*Aim of the exercise*:
The word "below" may appear in lines of the data; say how many such lines there are, with nothing beyond the number.

*Referring expression pointing data*:
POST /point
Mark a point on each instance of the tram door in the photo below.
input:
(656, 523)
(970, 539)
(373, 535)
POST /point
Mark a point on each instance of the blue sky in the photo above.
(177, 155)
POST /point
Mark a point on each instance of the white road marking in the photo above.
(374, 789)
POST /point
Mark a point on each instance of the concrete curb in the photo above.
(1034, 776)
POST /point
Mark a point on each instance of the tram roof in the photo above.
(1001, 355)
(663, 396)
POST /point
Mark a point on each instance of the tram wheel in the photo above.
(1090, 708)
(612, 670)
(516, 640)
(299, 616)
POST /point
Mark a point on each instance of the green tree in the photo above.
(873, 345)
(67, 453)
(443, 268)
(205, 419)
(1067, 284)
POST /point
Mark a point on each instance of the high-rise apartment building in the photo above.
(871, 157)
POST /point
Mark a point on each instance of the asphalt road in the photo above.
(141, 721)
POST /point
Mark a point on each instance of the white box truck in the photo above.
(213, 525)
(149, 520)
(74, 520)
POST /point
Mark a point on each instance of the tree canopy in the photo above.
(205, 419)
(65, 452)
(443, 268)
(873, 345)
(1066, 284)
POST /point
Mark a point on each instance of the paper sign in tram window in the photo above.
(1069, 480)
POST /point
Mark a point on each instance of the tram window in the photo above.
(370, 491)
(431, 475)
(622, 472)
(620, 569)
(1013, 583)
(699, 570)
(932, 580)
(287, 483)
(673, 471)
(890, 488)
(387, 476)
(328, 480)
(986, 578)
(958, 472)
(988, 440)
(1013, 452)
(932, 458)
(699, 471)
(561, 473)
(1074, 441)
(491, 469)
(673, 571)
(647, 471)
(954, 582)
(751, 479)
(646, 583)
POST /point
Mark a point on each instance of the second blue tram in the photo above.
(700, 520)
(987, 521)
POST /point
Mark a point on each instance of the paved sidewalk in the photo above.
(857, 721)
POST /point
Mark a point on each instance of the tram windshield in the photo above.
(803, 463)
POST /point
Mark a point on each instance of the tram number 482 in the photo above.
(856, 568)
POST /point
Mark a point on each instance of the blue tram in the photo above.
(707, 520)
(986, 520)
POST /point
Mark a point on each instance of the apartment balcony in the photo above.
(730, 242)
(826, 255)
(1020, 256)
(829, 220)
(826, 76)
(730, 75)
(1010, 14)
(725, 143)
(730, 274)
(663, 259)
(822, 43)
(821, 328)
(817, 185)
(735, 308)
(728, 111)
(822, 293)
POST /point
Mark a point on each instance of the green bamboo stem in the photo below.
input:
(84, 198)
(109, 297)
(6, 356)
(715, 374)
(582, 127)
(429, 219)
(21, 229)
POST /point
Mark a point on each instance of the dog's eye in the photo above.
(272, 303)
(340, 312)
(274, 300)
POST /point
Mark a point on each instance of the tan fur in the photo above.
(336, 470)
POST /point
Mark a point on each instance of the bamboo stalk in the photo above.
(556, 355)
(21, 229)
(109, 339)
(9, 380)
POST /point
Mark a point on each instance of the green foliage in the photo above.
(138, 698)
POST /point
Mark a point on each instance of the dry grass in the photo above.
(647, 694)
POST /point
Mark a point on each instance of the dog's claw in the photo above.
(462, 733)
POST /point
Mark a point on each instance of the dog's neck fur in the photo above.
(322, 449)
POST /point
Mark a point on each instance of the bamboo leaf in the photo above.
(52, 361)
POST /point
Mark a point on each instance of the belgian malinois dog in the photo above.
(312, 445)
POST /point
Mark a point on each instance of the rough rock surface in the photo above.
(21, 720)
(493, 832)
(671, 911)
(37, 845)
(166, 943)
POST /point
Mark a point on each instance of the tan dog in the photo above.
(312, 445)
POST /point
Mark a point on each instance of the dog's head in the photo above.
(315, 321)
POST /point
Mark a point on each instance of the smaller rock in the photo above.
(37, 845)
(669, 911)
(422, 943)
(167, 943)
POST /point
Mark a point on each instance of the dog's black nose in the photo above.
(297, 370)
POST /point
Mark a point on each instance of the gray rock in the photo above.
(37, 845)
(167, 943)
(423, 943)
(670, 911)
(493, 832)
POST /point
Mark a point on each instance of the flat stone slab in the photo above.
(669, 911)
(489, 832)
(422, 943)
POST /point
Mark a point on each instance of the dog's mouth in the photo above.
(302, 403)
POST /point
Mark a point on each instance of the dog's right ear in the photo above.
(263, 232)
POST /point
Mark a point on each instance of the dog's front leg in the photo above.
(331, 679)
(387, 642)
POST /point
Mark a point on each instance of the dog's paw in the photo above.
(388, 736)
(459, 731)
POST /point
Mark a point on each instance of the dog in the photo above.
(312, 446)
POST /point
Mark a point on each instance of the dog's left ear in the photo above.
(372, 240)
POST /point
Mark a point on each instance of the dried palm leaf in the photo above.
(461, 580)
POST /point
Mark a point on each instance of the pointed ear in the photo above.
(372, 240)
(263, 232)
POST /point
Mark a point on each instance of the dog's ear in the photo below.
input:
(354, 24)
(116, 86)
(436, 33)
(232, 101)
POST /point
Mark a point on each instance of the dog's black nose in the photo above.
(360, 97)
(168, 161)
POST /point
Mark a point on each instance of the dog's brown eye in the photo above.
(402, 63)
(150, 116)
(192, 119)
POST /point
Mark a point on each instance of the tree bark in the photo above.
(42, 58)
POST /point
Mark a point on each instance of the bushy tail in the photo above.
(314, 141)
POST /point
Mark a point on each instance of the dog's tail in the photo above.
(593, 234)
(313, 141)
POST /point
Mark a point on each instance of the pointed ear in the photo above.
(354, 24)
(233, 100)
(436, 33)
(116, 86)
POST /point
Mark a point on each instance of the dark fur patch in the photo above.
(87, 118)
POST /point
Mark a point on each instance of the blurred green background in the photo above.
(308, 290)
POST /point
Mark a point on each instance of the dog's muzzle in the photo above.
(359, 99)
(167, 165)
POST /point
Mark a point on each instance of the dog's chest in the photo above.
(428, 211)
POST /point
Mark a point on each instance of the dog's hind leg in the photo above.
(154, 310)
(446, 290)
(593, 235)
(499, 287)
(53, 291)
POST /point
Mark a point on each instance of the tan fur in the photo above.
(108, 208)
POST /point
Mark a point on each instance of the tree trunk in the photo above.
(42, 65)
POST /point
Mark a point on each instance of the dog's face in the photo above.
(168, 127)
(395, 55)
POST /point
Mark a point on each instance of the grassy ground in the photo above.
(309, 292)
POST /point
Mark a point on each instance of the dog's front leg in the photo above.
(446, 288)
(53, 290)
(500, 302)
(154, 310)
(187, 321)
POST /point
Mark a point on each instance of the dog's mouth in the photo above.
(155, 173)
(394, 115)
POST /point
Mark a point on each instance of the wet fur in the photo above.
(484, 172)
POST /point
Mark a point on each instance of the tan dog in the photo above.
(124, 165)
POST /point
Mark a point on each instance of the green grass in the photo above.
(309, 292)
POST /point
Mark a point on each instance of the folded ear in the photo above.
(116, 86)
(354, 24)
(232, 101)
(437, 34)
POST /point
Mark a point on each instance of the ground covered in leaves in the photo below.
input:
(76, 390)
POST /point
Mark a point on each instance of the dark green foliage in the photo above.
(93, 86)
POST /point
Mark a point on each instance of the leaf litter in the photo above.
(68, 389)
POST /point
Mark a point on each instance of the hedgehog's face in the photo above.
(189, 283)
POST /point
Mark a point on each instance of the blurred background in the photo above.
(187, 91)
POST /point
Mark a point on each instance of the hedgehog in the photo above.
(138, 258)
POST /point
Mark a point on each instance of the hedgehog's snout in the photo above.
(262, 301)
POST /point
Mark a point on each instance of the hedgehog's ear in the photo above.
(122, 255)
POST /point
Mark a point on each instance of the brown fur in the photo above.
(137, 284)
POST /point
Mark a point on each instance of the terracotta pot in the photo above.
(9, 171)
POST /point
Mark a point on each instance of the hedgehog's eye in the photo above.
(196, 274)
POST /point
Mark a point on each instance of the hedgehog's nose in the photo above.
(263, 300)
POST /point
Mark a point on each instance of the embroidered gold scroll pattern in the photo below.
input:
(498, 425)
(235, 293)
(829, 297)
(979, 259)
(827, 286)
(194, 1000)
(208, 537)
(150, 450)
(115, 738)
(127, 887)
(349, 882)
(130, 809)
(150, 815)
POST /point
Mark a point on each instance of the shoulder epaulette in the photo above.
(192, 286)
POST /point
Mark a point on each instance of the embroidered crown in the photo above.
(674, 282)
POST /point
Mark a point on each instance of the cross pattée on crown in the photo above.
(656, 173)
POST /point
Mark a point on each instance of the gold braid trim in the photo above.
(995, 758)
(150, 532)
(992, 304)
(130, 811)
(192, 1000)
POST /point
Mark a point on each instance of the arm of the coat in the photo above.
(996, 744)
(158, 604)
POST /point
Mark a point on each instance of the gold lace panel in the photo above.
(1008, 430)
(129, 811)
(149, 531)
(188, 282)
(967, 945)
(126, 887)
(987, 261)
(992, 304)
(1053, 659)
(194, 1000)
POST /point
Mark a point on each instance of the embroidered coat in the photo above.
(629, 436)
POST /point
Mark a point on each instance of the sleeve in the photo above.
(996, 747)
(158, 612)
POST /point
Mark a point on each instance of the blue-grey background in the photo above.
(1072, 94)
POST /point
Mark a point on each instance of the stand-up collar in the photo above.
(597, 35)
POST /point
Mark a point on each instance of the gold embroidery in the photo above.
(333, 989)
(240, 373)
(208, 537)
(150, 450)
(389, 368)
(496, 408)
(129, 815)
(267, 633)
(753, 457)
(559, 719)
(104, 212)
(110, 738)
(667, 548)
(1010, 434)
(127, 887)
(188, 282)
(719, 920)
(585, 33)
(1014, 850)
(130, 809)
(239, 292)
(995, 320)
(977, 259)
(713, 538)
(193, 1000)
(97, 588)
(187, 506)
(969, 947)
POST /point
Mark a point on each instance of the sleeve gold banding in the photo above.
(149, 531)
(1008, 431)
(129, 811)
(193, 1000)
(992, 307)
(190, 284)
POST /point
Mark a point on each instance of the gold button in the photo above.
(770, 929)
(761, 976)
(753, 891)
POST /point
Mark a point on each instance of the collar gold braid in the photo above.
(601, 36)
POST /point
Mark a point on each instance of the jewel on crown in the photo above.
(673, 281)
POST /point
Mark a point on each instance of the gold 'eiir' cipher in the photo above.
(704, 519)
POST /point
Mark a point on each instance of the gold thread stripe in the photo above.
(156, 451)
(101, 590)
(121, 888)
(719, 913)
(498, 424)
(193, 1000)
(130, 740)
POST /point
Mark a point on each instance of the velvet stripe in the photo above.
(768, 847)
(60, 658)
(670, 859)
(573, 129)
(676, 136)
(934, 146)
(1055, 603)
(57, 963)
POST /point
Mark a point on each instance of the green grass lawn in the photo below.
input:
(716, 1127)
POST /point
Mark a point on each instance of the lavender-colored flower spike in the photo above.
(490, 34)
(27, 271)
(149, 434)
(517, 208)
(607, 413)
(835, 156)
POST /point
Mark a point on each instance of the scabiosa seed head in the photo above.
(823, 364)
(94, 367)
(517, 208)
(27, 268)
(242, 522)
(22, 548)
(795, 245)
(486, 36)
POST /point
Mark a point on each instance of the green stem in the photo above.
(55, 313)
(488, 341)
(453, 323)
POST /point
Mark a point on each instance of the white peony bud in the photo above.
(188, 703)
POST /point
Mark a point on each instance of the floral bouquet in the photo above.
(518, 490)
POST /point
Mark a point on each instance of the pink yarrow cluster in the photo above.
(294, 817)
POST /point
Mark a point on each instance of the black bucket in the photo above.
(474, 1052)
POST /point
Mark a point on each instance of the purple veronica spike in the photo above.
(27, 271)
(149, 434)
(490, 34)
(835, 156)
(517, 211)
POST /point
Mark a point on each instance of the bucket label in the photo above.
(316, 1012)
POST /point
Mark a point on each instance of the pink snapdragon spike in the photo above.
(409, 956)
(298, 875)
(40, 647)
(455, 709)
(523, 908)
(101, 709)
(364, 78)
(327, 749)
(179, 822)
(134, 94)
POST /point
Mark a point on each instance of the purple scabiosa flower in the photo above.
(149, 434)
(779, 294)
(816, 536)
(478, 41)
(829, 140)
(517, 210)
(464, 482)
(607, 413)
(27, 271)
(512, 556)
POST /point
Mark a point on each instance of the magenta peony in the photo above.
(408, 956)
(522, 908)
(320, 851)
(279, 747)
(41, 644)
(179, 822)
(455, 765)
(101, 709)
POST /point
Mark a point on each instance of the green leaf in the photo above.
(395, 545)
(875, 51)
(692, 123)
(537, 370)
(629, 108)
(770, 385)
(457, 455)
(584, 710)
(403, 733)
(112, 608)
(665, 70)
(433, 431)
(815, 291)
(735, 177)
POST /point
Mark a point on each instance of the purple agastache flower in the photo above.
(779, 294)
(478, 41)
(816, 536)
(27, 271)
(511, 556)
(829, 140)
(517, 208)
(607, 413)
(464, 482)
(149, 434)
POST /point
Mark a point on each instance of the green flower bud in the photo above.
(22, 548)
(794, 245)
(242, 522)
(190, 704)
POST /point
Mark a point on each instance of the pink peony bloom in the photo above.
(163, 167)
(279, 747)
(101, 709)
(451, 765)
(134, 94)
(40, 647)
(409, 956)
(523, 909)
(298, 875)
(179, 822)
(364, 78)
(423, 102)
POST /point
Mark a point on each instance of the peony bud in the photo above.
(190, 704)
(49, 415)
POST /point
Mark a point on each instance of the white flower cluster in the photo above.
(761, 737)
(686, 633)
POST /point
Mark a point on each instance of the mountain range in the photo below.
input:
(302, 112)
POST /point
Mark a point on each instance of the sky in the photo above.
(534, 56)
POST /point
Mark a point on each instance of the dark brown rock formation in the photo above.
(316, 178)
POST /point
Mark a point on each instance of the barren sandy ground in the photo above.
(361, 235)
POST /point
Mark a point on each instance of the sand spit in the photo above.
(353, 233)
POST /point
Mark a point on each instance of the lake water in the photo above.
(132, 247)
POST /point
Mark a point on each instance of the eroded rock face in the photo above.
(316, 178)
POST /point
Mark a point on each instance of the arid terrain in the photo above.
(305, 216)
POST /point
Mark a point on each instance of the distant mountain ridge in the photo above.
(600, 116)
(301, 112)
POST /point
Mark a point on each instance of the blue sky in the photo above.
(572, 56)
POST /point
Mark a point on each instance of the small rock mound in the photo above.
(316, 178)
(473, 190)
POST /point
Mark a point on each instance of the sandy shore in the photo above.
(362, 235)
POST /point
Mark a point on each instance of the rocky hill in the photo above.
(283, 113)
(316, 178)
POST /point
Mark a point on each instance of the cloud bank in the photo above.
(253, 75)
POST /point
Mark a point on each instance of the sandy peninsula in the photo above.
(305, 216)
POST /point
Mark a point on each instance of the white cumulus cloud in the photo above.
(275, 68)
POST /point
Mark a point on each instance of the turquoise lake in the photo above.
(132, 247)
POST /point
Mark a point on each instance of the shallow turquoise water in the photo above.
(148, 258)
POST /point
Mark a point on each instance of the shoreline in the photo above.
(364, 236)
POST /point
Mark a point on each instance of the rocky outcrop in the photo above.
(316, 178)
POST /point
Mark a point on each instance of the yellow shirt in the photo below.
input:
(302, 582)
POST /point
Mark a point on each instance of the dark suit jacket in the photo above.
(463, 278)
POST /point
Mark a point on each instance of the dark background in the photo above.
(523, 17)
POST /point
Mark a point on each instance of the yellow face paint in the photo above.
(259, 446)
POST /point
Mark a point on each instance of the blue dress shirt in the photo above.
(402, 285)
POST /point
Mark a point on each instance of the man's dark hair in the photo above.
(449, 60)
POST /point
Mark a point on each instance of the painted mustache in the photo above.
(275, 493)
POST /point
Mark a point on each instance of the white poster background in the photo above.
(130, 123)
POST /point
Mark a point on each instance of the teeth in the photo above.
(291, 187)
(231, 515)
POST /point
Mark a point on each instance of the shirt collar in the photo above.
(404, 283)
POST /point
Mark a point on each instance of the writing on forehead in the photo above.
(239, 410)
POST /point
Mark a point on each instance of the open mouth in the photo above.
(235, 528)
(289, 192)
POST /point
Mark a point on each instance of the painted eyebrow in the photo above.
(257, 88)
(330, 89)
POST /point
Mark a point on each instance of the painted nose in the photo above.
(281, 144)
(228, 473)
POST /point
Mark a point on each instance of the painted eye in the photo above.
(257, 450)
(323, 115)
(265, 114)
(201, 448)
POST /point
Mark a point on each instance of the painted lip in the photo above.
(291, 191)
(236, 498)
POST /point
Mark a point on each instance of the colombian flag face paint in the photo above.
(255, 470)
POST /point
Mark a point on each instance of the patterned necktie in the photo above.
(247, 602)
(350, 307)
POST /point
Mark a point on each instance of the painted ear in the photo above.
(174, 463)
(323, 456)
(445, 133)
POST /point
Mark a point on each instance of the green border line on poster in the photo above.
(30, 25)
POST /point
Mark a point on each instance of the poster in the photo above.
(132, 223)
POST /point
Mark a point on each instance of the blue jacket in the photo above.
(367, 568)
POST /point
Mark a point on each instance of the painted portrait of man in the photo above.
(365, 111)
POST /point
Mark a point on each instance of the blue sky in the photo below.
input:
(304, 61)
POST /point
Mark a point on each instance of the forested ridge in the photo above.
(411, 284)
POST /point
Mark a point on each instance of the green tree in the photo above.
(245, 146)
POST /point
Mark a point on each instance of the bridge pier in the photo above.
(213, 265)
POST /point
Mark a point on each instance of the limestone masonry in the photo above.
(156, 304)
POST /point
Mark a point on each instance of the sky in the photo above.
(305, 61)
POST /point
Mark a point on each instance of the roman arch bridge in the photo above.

*Result of the task*:
9